読む文章:
薄力粉でうどんを打った

医療系の研究施設で働いている。暮らしている場所は田舎だ。冬になると雪も積もる。車のタイヤもスタッドレス。けれども僕はドライブが好きだ。ノーマルタイヤの方が気分はいい。燃費もいい気がする。だから春を前に交換してしまった。もう雪は積もらないだろうと。そんな予測は外れるものだ。

その日は土曜日。実家へ帰るために朝早くに起きた。準備を済ませ玄関のドアを開けると、そこは銀世界だった。まさかこの時期にこれだけ積もるとは。天気予報もチェックはしていなかったのである。

急遽、実家帰りはキャンセル。土日の巣ごもりが決定。車はノーマルタイヤ。おそらく1mmも動けないであろう。膝上まで積もっている。僕の家に長靴は無い。徒歩での移動も制限されたのだ。

食糧問題が浮上した。さすがに明日には雪も融けるだろうが、今日の食料はなんとかしないと。家の食料在庫は乏しい。運悪く米も少ない。3食は足りないだろう。だが薄力粉はあった。最近ハマっている揚げ物のせいだ。そうなると料理の選択肢は一つである。うどんを打つことにした。

本来うどんは強力粉で打つものだ。多く含まれるタンパク質があのもちもち感をつくる。故にタンパク量の少ない薄力粉はうどんに向いていない。それは知っている。だがこの非常事態を乗る切るためには、それでうどんを打つ必要があったのだ。

薄力粉をボールに入れ、粉の1/2量の水を加えた。塩も適当に入れた。あとはひたすら捏ねたのである。小麦粉ボールは段々とツルツルになっていった。10分ほど寝かせてから薄く伸ばした。場所が無かったのでテーブルを拭いて、そこで行った。麺棒が無かったので、菜箸で伸ばした。打ち粉となる片栗粉も無かったので、薄力粉で賄った。

細く切って、すぐに茹でる。びっくり水は3回おこなった。茹であがったら水で洗う。長さも細さも歪なうどんが完成した。

醤油を掛けて頂く。普通に美味かった。心配していた”コシ”もしっかりしている。薄力粉でも大丈夫なようだ。それにしても美味い。良い粉を使ったわけでもなく、良い醤油を使ったわけでもないのにだ。手打ちうどん恐るべし。自炊は何しても美味しく頂けるようだった。

多かったので2食分となった。ただ時間を置いてからのそれは味が変わっていた。”コシ”が想像以上に弱っていたのである。伸びただけではない。ゆるゆるなのだ。これが薄力粉うどんの特性なのか。味は悪くはないので完食は出来たが、あまり好んで食べたいと思えるものではなくなっていた。

その後、余裕のある時にうどんを打つようになった。強力粉で打ってみたが、やはり薄力粉のそれよりも大分美味かった。焼うどんも作ってみたが、それも格別であった。

結果的に料理のレパートリーは増えた。薄力粉は非常食として在庫するようにもなった。雨降って地固まる。実際に降ったのは雪で、打ったうどんは柔らかくなったが、僕の料理系男子としての腕は上がったと思う。

課題の指示:
本文について、次の問いに答えてください。
(a) 筆者の家に薄力粉があったのはなぜですか。
(b) 生地を薄く伸ばす際、麺棒の代わりに何を使いましたか。
(c) その後に強力粉で打ったうどんは、薄力粉のものと比べてどうでしたか。
これらの記録は本文とは関係がありません。

コレクションに保存された記録
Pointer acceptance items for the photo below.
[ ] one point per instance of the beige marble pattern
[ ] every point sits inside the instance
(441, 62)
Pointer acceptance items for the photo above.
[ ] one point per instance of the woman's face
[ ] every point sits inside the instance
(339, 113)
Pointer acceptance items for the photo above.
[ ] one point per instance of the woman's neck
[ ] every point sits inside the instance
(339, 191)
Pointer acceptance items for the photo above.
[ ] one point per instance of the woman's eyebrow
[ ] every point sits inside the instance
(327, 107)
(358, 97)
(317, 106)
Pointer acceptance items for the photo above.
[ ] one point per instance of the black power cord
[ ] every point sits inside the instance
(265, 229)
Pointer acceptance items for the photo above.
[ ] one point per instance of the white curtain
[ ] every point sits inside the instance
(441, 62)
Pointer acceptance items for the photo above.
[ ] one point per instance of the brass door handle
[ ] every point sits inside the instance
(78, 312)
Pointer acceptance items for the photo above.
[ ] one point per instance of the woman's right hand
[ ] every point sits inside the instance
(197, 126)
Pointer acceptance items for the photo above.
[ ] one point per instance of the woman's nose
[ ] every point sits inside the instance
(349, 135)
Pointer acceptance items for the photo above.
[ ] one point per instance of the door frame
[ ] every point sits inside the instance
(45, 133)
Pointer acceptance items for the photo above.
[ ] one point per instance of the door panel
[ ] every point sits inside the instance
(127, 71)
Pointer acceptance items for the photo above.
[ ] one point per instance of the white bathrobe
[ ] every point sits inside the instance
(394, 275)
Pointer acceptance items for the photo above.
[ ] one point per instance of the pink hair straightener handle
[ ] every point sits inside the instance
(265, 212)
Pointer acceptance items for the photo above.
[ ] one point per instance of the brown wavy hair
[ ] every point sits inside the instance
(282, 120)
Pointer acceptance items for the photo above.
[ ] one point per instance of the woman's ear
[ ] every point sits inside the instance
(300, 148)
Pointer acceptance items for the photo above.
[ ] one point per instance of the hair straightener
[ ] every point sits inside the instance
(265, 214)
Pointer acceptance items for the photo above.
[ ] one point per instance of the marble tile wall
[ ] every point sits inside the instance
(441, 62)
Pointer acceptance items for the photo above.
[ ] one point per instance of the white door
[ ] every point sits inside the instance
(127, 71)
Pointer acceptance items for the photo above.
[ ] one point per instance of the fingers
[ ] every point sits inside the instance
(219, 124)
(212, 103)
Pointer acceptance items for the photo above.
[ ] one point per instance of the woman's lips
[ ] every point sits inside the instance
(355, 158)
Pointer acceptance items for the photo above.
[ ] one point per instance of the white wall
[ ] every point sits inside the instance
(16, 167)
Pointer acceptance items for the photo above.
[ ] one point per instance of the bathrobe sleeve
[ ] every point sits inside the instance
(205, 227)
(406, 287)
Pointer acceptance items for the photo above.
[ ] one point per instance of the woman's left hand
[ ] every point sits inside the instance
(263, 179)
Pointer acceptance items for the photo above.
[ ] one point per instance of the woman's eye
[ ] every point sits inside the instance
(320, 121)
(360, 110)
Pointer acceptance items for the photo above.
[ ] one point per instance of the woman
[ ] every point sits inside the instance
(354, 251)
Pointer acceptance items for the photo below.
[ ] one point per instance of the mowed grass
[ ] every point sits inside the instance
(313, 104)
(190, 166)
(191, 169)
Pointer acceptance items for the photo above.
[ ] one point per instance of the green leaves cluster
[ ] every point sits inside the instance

解答:
(a) 最近ハマっている揚げ物のためです。
(b) 菜箸です。
(c) 薄力粉のものよりも大分美味しかったです。